— START RECORDS FOR THE TASK —

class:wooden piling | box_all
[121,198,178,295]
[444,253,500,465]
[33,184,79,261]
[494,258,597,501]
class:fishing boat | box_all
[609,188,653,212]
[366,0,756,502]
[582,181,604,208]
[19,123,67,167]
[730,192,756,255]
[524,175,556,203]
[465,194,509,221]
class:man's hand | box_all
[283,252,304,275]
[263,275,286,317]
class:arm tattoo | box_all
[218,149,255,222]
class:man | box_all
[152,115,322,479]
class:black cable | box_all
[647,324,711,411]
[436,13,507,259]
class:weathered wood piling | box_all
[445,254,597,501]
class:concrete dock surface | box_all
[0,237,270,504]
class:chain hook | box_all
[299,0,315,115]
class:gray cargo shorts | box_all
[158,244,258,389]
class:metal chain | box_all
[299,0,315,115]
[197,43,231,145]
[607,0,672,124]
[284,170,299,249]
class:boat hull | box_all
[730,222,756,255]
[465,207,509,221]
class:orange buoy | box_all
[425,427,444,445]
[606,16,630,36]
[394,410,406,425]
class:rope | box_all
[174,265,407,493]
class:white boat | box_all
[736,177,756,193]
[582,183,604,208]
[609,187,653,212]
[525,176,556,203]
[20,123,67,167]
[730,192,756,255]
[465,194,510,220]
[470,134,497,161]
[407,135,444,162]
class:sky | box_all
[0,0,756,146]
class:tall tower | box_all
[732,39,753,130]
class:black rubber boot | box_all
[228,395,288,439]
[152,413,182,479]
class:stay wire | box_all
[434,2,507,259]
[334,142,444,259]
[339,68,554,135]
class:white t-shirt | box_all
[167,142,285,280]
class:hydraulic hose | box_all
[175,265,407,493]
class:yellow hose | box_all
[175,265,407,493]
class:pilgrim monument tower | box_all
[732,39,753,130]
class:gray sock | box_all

— END RECORDS FOR THE TASK —

▶ WRITTEN TASK
Render the stretch of the listing from the line that contains "class:boat hull | box_all" through the end of the listing as a JSON list of strings, with one string per line and any blank lines left out.

▶ EXERCISE SOLUTION
[
  "class:boat hull | box_all",
  "[730,222,756,255]",
  "[465,207,509,221]",
  "class:orange buoy | box_all",
  "[425,427,444,445]",
  "[606,16,630,36]",
  "[394,410,406,425]",
  "class:rope | box_all",
  "[174,265,407,493]",
  "class:white boat | box_all",
  "[736,177,756,193]",
  "[582,183,604,208]",
  "[609,187,653,212]",
  "[525,176,556,203]",
  "[20,123,67,167]",
  "[730,192,756,255]",
  "[465,194,510,220]",
  "[470,134,497,161]",
  "[407,135,444,162]",
  "class:sky | box_all",
  "[0,0,756,146]",
  "class:tall tower | box_all",
  "[732,39,753,130]",
  "class:black rubber boot | box_all",
  "[228,395,288,439]",
  "[152,413,182,479]",
  "class:stay wire | box_all",
  "[434,2,507,259]",
  "[334,142,444,259]",
  "[339,68,554,135]",
  "class:white t-shirt | box_all",
  "[167,142,285,280]",
  "class:hydraulic hose | box_all",
  "[175,265,407,493]",
  "class:yellow hose | box_all",
  "[175,265,407,493]",
  "class:pilgrim monument tower | box_all",
  "[732,39,753,130]",
  "class:gray sock | box_all"
]